▶ What is expected
Repeat word for word the passage of the On-Call article below, beginning at the words "Previously, when a" and stopping after "fixing the issue.".

▶ Page extract
/---
At Empathy.co, On-Call was scheduled to allow for fast recovery in case of a disaster, errors, or loss of service. A bunch of folks from different teams are part of the On-Call rotation (with escalation policies), which guarantees that there is someone ready to catch any incidents that may occur.
We work with a "you build it, you own it" principle, which promotes each team's autonomy and ownership. Each team defines the operational challenges of their services in an Operational Readiness Review so that they can solve issues without first escalating to other teams – because nobody knows more about a service than the team that owns it.
Empathy.co’s culture enables and empowers software engineers to take ownership to build, run, and operate products and features. We actively participate in the design and implementation of customer solutions and remain responsible for the value and service they provide. This means we are engaged in the whole cycle, from software inception to any service-level management, such as debugging, troubleshooting, request and incident resolution.
Whether your organization already has an On-Call system or is looking to implement one, here's a look at how ours has been implemented and how we recommend setting it up.
Previously, when a new engineer was added to the On-Call rotation, there was not much guidance. To improve the On-Call onboarding, we implemented On-Call shadowing for a kinder, smoother ramp-up to going On-Call, with none of the stress or responsibility for diagnosing and fixing the issue.
The default shadowing schedule excludes weekends and the day the On-Call is transferred from one engineer to the next, resulting in a 4-days-a-week, 24-hours-a-day "shadowing shift." New engineers decide when they want to start shadowing and when they feel ready to join the On-Call rotation. Our expectation is that they begin shadowing sometime during the first three months, and our culture of shared responsibility and blamelessness makes it less daunting to make the switch from shadowing to being on call.
\---
Records taken from a dataset
/---
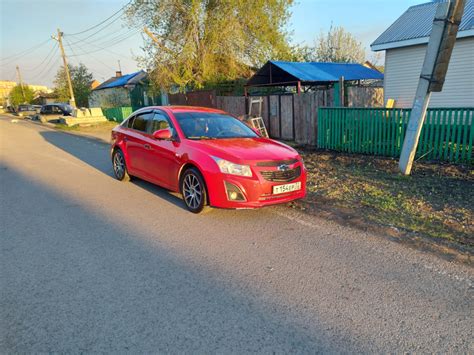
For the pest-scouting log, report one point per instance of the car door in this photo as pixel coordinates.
(163, 163)
(136, 145)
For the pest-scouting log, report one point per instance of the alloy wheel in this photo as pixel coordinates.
(119, 165)
(192, 191)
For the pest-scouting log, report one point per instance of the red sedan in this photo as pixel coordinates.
(207, 155)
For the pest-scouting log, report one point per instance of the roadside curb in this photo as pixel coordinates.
(95, 138)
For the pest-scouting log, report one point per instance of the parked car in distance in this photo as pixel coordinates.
(26, 110)
(53, 112)
(56, 109)
(207, 155)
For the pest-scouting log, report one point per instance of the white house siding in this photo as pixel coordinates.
(403, 68)
(111, 97)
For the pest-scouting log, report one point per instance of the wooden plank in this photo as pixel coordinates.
(286, 110)
(452, 145)
(274, 116)
(466, 125)
(459, 135)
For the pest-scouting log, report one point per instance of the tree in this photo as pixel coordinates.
(19, 95)
(81, 84)
(200, 42)
(338, 45)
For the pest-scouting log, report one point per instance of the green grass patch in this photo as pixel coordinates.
(436, 201)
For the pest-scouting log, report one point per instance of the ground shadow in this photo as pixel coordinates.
(90, 285)
(96, 153)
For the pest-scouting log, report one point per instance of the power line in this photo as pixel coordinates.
(55, 51)
(18, 55)
(100, 23)
(77, 55)
(112, 42)
(45, 59)
(105, 49)
(46, 73)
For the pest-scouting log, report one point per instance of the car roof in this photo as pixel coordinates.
(184, 109)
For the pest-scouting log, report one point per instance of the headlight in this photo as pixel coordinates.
(227, 167)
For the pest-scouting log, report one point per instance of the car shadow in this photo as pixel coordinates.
(96, 154)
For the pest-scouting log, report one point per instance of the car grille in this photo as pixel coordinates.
(281, 176)
(277, 162)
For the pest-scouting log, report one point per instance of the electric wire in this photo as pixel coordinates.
(51, 52)
(112, 42)
(82, 54)
(102, 22)
(23, 52)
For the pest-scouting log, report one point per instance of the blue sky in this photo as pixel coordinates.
(27, 23)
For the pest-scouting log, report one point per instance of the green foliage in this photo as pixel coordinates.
(338, 45)
(81, 84)
(20, 95)
(204, 42)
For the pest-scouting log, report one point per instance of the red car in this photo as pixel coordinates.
(207, 155)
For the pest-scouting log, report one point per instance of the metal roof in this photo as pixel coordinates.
(414, 26)
(120, 81)
(276, 72)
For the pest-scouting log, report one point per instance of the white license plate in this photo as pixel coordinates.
(281, 189)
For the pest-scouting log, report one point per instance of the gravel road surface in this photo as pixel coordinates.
(90, 264)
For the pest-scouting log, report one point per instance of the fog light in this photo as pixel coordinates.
(233, 192)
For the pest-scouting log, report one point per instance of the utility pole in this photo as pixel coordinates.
(438, 53)
(59, 38)
(21, 83)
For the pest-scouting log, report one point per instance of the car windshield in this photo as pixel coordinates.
(210, 125)
(66, 108)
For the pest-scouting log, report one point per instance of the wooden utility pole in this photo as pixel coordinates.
(59, 38)
(438, 53)
(21, 83)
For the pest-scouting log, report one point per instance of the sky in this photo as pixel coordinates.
(27, 27)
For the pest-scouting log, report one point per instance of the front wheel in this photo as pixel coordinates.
(193, 189)
(120, 167)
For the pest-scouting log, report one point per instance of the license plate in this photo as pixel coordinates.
(281, 189)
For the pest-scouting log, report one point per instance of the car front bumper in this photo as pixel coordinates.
(258, 191)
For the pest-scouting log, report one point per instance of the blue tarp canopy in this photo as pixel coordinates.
(310, 73)
(117, 81)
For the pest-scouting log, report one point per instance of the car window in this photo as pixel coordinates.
(160, 121)
(56, 109)
(46, 109)
(141, 120)
(210, 125)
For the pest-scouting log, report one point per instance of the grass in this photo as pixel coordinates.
(435, 202)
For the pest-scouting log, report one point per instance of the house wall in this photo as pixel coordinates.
(403, 68)
(112, 97)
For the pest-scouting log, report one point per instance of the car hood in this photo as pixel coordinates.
(246, 150)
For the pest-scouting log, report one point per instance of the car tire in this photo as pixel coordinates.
(194, 191)
(120, 166)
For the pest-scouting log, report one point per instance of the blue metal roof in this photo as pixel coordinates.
(324, 72)
(416, 22)
(116, 82)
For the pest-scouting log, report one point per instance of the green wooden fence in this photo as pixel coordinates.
(447, 133)
(117, 114)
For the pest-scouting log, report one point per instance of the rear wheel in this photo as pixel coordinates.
(119, 165)
(194, 191)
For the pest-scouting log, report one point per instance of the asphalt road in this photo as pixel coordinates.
(90, 264)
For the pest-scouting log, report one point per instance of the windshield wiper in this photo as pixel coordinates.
(200, 137)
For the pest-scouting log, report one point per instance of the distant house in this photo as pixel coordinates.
(44, 98)
(405, 42)
(94, 84)
(124, 91)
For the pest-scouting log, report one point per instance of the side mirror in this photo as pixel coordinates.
(256, 131)
(163, 134)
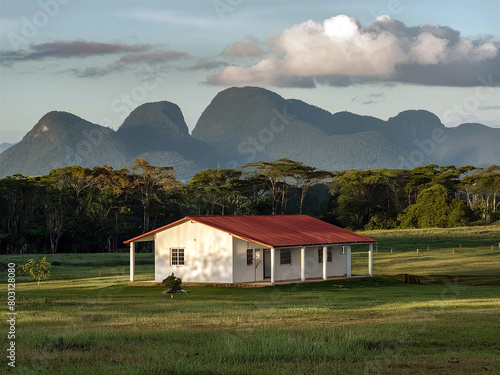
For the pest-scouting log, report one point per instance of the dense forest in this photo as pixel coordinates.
(77, 209)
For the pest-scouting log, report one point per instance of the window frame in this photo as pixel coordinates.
(328, 254)
(180, 259)
(285, 257)
(250, 256)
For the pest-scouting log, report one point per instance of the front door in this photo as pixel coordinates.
(267, 263)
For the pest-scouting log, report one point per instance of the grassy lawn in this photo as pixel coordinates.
(88, 320)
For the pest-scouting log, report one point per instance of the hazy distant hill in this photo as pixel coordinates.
(250, 124)
(61, 139)
(4, 146)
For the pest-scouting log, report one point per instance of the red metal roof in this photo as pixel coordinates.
(276, 230)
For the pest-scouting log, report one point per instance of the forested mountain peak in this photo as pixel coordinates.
(160, 116)
(157, 126)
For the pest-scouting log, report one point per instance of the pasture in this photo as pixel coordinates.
(89, 320)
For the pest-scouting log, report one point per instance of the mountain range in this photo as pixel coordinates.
(250, 124)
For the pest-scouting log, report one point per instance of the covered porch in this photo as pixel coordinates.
(305, 273)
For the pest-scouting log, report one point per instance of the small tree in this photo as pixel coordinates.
(38, 270)
(172, 283)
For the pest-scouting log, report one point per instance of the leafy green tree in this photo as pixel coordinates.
(150, 183)
(434, 208)
(40, 270)
(219, 188)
\---
▶ Answer for the task
Previously, when a new engineer was added to the On-Call rotation, there was not much guidance. To improve the On-Call onboarding, we implemented On-Call shadowing for a kinder, smoother ramp-up to going On-Call, with none of the stress or responsibility for diagnosing and fixing the issue.